- _Testo della pagina_:
++++++++++

Trentino, nel 2020 assunte 22mila persone in meno Molto colpiti le attività del turismo e l'abbigliamento
Nel 2020 le imprese trentine dell'industria e del terziario hanno chiamato al lavoro 46.450 persone tra fissi, a termine, stagionali, collaboratori. Rispetto ai 68.520 del 2019, mancano all'appello qualcosa come 22mila contratti di lavoro, il 32% in meno, in larga parte di precari e stagionali. Lo shock da Covid ha portato ad una caduta delle assunzioni analoga a Bolzano, quasi 26mila chiamate in meno pari al 32%. Entrambe le province registrano una contrazione superiore a quella media nazionale, che si attesta sul 30%.
La flessione dei piani di assunzione ha toccato tutti i settori, ma è stata più marcata nella filiera dell'accoglienza e della ristorazione (-40%) e in alcuni comparti di punta del made in Italy, come la moda (-37%). Riduzioni relativamente più contenute si registrano nelle costruzioni (-15%), nella sanità e servizi sociali privati (-17%), nella filiera agro-alimentare (-19%). Ma, nonostante la contrazione dell'occupazione, sale al 35% la difficoltà di reperimento dei profili ricercati, rispetto al 26% del 2019, a causa della mancanza di candidati o della preparazione inadeguata. Le carenze maggiori in Trentino sono tra gli operai specializzati, soprattutto nella metalmeccanica e in edilizia.
I dati emergono dal rapporto 2020 del sistema informativo Excelsior di Unioncamere, le Camere di commercio, e Anpal, l'Agenzia nazionale politiche attive del lavoro. I flussi di entrata monitorati da Excelsior sono inferiori alle assunzioni registrate dall'Agenzia del Lavoro trentina, perché i dati dei Centri per l'impiego comprendono anche l'agricoltura e molte aziende minori, rispetto alle circa 14mila considerate da Unioncamere-Anpal. Tuttavia il monitoraggio Excelsior offre il polso della situazione.
Secondo il rapporto, l'anno scorso le imprese trentine hanno chiesto per il 14,1% dirigenti, professionisti specialisti e tecnici, in leggero calo sul 14,8% del 2019, per il 48,4% impiegati, professioni commerciali e nei servizi, in diminuzione rispetto al 52,4% dell'anno precedente, per il 22,3% operai specializzati e conduttori di impianti e macchine, in aumento rispetto al 19,1% del 2019, per il 15,2% professioni non qualificate, anch'esse in crescita dal 13,4% dell'anno prima. Sale quindi la domanda di specialisti, tecnici e operai specializzati, questi ultimi, come detto, di difficile reperimento, a scapito delle figure intermedie.

++++++++++

- _Materiale fornito_:
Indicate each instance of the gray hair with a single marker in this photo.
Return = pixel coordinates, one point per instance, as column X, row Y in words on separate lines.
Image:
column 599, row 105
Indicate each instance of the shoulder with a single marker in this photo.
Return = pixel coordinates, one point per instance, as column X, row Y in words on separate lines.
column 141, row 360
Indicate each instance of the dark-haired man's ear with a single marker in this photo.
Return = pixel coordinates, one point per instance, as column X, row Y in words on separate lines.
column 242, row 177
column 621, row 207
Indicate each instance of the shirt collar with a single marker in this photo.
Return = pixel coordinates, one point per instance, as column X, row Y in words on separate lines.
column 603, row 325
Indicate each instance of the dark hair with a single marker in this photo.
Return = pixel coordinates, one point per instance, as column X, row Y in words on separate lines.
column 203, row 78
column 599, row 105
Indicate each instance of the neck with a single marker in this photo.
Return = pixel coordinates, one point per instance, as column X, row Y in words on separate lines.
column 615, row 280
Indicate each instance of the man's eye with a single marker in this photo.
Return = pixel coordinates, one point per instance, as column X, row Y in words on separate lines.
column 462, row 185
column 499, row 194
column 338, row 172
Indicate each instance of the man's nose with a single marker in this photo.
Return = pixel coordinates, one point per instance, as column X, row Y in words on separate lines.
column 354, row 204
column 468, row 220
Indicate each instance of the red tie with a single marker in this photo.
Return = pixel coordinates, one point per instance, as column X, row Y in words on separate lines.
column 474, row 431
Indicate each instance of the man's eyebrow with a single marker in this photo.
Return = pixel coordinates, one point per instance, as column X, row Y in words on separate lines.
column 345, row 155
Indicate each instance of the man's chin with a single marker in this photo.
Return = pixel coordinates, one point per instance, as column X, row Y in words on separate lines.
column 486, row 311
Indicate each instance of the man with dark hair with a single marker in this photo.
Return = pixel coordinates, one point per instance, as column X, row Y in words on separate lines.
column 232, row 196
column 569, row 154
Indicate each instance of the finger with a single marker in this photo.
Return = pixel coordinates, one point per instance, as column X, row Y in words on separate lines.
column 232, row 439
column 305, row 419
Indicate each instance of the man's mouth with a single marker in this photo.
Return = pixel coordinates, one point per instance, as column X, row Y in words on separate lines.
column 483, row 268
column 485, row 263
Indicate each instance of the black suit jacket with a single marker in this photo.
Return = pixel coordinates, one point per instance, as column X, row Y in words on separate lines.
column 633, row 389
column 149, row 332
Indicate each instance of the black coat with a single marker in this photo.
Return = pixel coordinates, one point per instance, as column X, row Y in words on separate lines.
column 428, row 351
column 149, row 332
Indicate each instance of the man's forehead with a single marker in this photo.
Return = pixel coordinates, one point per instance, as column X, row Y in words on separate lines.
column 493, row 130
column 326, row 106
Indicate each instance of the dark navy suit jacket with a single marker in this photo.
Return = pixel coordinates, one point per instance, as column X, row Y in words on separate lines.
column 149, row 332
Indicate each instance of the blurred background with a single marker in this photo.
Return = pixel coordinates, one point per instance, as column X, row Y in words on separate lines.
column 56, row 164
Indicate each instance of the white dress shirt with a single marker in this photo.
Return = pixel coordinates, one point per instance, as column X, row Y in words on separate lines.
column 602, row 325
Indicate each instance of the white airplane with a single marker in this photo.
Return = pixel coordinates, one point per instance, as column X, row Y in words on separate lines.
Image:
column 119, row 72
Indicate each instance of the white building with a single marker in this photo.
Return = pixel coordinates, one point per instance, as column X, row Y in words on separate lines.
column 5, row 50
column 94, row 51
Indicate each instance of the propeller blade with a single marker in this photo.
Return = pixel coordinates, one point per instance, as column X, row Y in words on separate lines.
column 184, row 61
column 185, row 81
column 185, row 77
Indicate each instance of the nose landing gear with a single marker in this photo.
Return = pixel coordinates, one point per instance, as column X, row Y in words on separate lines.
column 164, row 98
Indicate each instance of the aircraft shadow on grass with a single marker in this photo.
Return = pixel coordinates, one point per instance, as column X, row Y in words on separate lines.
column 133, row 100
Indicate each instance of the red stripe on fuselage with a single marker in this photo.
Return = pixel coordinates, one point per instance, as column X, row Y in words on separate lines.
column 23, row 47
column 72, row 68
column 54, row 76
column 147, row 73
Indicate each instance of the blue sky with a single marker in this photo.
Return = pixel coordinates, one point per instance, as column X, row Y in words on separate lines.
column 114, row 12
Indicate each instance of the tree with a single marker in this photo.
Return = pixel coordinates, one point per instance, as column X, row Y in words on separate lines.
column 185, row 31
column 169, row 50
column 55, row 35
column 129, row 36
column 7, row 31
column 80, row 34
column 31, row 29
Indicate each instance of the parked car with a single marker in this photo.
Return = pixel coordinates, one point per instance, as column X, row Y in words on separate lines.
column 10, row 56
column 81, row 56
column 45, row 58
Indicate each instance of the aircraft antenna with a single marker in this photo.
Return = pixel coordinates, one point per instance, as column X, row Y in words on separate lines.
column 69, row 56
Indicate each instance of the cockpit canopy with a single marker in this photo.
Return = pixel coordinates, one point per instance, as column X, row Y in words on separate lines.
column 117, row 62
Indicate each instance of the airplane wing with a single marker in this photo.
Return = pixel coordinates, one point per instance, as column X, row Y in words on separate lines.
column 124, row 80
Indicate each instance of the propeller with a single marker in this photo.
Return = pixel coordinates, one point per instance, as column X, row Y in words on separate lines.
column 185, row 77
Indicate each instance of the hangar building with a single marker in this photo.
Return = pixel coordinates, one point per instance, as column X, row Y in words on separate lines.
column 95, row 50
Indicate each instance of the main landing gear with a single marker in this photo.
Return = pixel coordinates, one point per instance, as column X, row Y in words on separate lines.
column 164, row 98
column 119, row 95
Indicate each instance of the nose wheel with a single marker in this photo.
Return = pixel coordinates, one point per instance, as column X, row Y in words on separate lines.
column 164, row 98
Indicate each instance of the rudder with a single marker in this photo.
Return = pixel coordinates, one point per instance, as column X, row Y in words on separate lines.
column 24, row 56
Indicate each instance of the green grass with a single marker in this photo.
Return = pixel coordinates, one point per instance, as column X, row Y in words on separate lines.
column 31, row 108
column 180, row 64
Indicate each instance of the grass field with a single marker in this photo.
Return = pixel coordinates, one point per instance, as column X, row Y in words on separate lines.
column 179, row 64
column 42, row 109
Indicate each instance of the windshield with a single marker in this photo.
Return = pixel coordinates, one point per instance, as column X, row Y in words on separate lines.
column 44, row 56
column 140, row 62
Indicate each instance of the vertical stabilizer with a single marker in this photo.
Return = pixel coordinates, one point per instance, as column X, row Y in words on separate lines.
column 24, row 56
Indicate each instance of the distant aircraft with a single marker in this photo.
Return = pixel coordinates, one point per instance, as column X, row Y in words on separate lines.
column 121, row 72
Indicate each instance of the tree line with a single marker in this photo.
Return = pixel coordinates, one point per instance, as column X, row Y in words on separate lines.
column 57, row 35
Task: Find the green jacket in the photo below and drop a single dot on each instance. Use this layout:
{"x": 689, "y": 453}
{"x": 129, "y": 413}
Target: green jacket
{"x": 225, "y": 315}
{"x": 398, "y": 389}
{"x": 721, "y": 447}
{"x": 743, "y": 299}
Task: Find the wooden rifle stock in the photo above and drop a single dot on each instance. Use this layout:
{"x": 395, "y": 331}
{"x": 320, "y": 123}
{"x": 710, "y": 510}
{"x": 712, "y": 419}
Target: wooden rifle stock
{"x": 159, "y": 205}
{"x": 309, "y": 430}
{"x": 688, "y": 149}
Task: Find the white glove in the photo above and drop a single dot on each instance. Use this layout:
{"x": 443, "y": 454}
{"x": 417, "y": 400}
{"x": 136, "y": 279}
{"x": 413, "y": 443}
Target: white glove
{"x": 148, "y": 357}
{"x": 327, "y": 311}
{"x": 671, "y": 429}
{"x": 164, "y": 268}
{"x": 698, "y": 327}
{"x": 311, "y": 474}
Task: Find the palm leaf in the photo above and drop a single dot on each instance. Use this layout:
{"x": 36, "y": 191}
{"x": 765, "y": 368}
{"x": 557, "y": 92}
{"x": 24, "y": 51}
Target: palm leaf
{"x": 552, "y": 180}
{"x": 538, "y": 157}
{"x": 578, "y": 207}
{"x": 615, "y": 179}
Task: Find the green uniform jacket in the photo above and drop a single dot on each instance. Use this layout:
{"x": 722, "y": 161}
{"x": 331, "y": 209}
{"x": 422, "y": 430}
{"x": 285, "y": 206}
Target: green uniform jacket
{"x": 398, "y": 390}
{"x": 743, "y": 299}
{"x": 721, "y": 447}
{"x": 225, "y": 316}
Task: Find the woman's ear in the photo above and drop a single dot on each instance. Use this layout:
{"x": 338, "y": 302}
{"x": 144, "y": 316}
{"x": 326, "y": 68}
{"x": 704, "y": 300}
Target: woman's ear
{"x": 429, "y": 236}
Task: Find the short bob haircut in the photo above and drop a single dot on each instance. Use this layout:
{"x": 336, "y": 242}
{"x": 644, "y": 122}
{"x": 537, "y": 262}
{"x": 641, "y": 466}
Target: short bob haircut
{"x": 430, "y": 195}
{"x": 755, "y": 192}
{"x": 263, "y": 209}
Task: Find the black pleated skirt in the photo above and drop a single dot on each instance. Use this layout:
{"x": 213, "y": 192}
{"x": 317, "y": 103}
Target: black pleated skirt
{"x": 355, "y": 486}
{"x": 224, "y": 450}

++++++++++

- _Problema 1_: Ricopia senza modifiche il passo del testo sulle assunzioni in Trentino che comincia con le parole contenenti "La flessione dei" e termina con "e in edilizia.".
- _Problema 2_: Nel testo sulle assunzioni in Trentino, a quale percentuale sale nel 2020 la difficoltà di reperimento dei profili ricercati?

- _Risposta finale 1_:
La flessione dei piani di assunzione ha toccato tutti i settori, ma è stata più marcata nella filiera dell'accoglienza e della ristorazione (-40%) e in alcuni comparti di punta del made in Italy, come la moda (-37%). Riduzioni relativamente più contenute si registrano nelle costruzioni (-15%), nella sanità e servizi sociali privati (-17%), nella filiera agro-alimentare (-19%). Ma, nonostante la contrazione dell'occupazione, sale al 35% la difficoltà di reperimento dei profili ricercati, rispetto al 26% del 2019, a causa della mancanza di candidati o della preparazione inadeguata. Le carenze maggiori in Trentino sono tra gli operai specializzati, soprattutto nella metalmeccanica e in edilizia.

- _Risposta finale 2_: Al 35%, rispetto al 26% del 2019.